WHAT TO WORK ON: Copy out the data below word for word, leaving out the pictures.

EXCERPTED DATA:
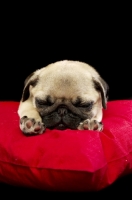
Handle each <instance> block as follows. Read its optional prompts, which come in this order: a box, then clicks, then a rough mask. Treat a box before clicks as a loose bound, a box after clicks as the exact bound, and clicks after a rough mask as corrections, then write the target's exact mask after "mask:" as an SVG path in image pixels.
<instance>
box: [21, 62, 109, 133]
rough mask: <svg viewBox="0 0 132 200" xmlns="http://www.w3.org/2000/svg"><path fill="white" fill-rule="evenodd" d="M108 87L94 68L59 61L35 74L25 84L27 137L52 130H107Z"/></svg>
mask: <svg viewBox="0 0 132 200" xmlns="http://www.w3.org/2000/svg"><path fill="white" fill-rule="evenodd" d="M107 94H108V85H107V83H106V82H105V81H104V80H103V79H102V78H101V77H100V75H99V74H98V72H97V71H96V70H95V69H94V68H93V67H92V66H90V65H88V64H86V63H83V62H79V61H69V60H64V61H58V62H55V63H52V64H49V65H48V66H46V67H43V68H42V69H39V70H37V71H35V72H33V73H32V74H31V75H30V76H28V77H27V79H26V80H25V84H24V89H23V94H22V99H21V101H20V105H19V109H18V115H19V117H20V129H21V130H22V132H23V133H24V134H26V135H36V134H42V133H43V132H44V131H45V129H46V128H49V129H60V130H64V129H78V130H84V129H85V130H97V131H101V130H102V129H103V124H102V123H101V121H102V109H103V108H104V109H106V106H107Z"/></svg>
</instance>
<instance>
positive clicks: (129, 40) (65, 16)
mask: <svg viewBox="0 0 132 200" xmlns="http://www.w3.org/2000/svg"><path fill="white" fill-rule="evenodd" d="M76 4H77V2H76ZM14 6H16V5H14ZM61 6H62V7H61V9H60V7H58V10H56V7H54V5H53V4H52V3H51V5H50V6H49V7H48V8H47V7H45V6H43V7H42V10H41V11H39V14H37V10H36V9H35V8H33V7H32V5H30V6H29V7H27V5H25V7H24V9H20V7H21V6H20V7H17V9H15V8H14V9H12V7H11V8H10V5H8V6H7V5H6V7H5V9H4V11H3V16H2V19H1V21H2V23H1V45H0V48H1V53H0V54H1V67H0V70H1V72H0V100H13V101H20V99H21V95H22V90H23V83H24V80H25V79H26V77H27V76H28V75H29V74H30V73H32V72H33V71H34V70H36V69H38V68H41V67H43V66H46V65H47V64H49V63H52V62H55V61H58V60H63V59H68V60H79V61H83V62H86V63H88V64H90V65H92V66H94V67H95V68H96V70H97V71H98V72H99V73H100V74H101V76H102V77H103V78H104V80H105V81H106V82H107V83H108V85H109V87H110V92H109V100H116V99H130V98H131V97H132V80H131V79H132V78H131V77H132V75H131V74H132V73H131V68H132V64H131V63H132V62H131V57H132V56H131V55H132V50H131V47H132V37H131V35H132V31H131V10H129V8H130V6H129V5H124V4H122V5H121V4H117V5H112V6H110V5H108V6H106V7H105V8H104V5H97V4H95V5H94V6H93V8H92V12H90V11H91V8H90V7H89V5H83V7H82V6H80V5H78V8H77V7H76V6H77V5H75V4H74V5H73V7H71V5H68V8H66V9H64V8H65V6H66V3H65V4H64V5H61ZM99 6H102V10H100V8H99ZM121 180H122V181H120V180H119V181H117V182H116V183H115V184H113V185H112V186H111V187H109V188H108V189H107V188H106V190H105V191H106V193H104V190H103V191H101V194H102V193H103V194H112V193H111V192H112V191H113V192H116V191H117V194H118V196H119V195H120V194H121V195H122V194H123V193H124V194H125V197H126V196H127V195H128V193H130V191H131V186H130V185H131V183H129V182H130V181H131V176H129V177H128V179H127V177H125V179H121ZM5 188H6V189H9V188H8V187H4V186H3V187H2V191H4V189H5ZM120 188H121V189H120ZM15 190H16V188H14V189H13V188H12V187H11V188H10V191H13V192H15ZM23 191H24V190H23V189H22V190H20V192H23ZM26 193H27V191H26ZM29 193H32V192H29ZM38 193H39V192H37V195H38ZM98 194H99V193H97V196H98ZM12 195H13V194H12ZM69 196H70V195H69ZM80 196H81V195H80ZM83 196H85V194H84V195H83ZM88 196H89V195H88Z"/></svg>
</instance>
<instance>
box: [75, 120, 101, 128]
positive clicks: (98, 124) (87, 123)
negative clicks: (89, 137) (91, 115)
mask: <svg viewBox="0 0 132 200" xmlns="http://www.w3.org/2000/svg"><path fill="white" fill-rule="evenodd" d="M77 129H78V130H97V131H102V130H103V124H102V123H101V122H98V121H97V120H95V119H92V120H90V119H86V120H84V121H83V122H81V123H80V124H79V126H78V128H77Z"/></svg>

TASK ANSWER:
Handle each <instance> block as follows. Read its optional prompts, which come in this order: a box, then clicks, then a rough mask. Treat a box before clicks as a loose bound, a box after clicks as the exact bound, and clicks after a rough mask as corrections, then write the target's exact mask after "mask:" as an SVG path in image pixels.
<instance>
box: [21, 62, 109, 133]
rough mask: <svg viewBox="0 0 132 200" xmlns="http://www.w3.org/2000/svg"><path fill="white" fill-rule="evenodd" d="M108 87L94 68L59 61L35 74L25 84L27 137L52 130H107Z"/></svg>
mask: <svg viewBox="0 0 132 200" xmlns="http://www.w3.org/2000/svg"><path fill="white" fill-rule="evenodd" d="M107 94H108V85H107V83H106V82H105V81H104V80H103V79H102V78H101V77H100V75H99V74H98V72H97V71H96V70H95V69H94V68H93V67H92V66H90V65H88V64H86V63H83V62H79V61H69V60H64V61H58V62H55V63H52V64H49V65H48V66H46V67H43V68H42V69H39V70H37V71H35V72H33V73H32V74H31V75H30V76H28V77H27V79H26V80H25V84H24V89H23V94H22V99H21V101H20V105H19V109H18V115H19V117H20V129H21V130H22V132H23V133H24V134H26V135H36V134H42V133H43V132H44V131H45V129H46V128H49V129H60V130H64V129H78V130H84V129H85V130H97V131H101V130H102V129H103V124H102V123H101V121H102V109H103V108H104V109H106V106H107Z"/></svg>
</instance>
<instance>
positive clicks: (129, 40) (65, 16)
mask: <svg viewBox="0 0 132 200" xmlns="http://www.w3.org/2000/svg"><path fill="white" fill-rule="evenodd" d="M76 4H77V2H76ZM14 6H16V5H14ZM61 6H62V7H61V9H60V7H58V10H56V7H54V5H53V4H52V3H51V5H50V6H49V7H48V8H47V7H45V6H43V7H42V10H41V11H39V14H37V10H36V9H35V8H33V7H32V5H30V6H29V7H27V5H25V7H24V9H20V7H21V6H20V7H17V9H15V8H14V9H12V7H11V8H10V5H8V6H7V5H6V7H5V9H4V11H3V16H2V19H1V21H2V23H1V45H0V48H1V53H0V54H1V67H0V70H1V72H0V100H13V101H20V99H21V95H22V90H23V83H24V80H25V79H26V77H27V76H28V75H29V74H30V73H32V72H33V71H34V70H36V69H38V68H41V67H43V66H46V65H47V64H49V63H52V62H55V61H58V60H63V59H68V60H79V61H83V62H86V63H88V64H90V65H92V66H94V67H95V68H96V70H97V71H98V72H99V73H100V74H101V76H102V77H103V78H104V80H105V81H106V82H107V83H108V85H109V87H110V92H109V100H116V99H130V98H131V97H132V80H131V79H132V78H131V77H132V75H131V74H132V73H131V68H132V64H131V63H132V62H131V57H132V56H131V55H132V50H131V47H132V37H131V35H132V31H131V10H129V8H130V6H129V5H124V4H122V5H121V4H117V5H112V6H110V5H108V6H106V7H105V8H104V5H97V4H95V5H94V6H93V8H92V12H90V11H91V8H90V7H89V5H83V7H82V6H80V5H78V8H77V7H76V6H77V5H75V4H74V5H73V7H71V5H68V8H66V9H64V8H65V6H66V3H65V4H64V5H61ZM99 6H102V10H100V8H99ZM121 180H122V181H120V180H119V181H117V182H116V183H115V184H113V185H112V186H111V187H109V188H108V189H107V188H106V190H105V191H106V193H104V190H103V191H101V194H102V193H103V194H112V193H111V192H112V191H113V192H116V191H117V194H118V196H119V195H120V194H121V195H122V194H123V193H124V194H125V197H126V196H127V195H128V193H130V191H131V186H130V185H131V183H129V182H130V181H131V176H129V177H128V179H127V177H125V179H121ZM5 188H6V189H9V188H8V187H4V186H3V187H2V191H4V189H5ZM120 188H121V189H120ZM15 190H16V188H14V189H13V188H12V187H11V188H10V191H13V192H15ZM23 191H24V190H23V189H22V190H20V192H23ZM26 193H27V191H26ZM29 193H32V192H29ZM38 193H39V192H37V195H38ZM98 194H99V193H97V196H98ZM12 195H13V194H12ZM69 196H70V195H69ZM80 196H81V195H80ZM83 196H85V194H84V195H83ZM88 196H89V195H88Z"/></svg>
</instance>
<instance>
box: [75, 120, 101, 128]
positive clicks: (98, 124) (87, 123)
negative clicks: (89, 137) (91, 115)
mask: <svg viewBox="0 0 132 200" xmlns="http://www.w3.org/2000/svg"><path fill="white" fill-rule="evenodd" d="M77 129H78V130H97V131H102V130H103V124H102V123H101V122H98V121H97V120H95V119H92V120H90V119H86V120H84V121H83V122H81V123H80V124H79V126H78V128H77Z"/></svg>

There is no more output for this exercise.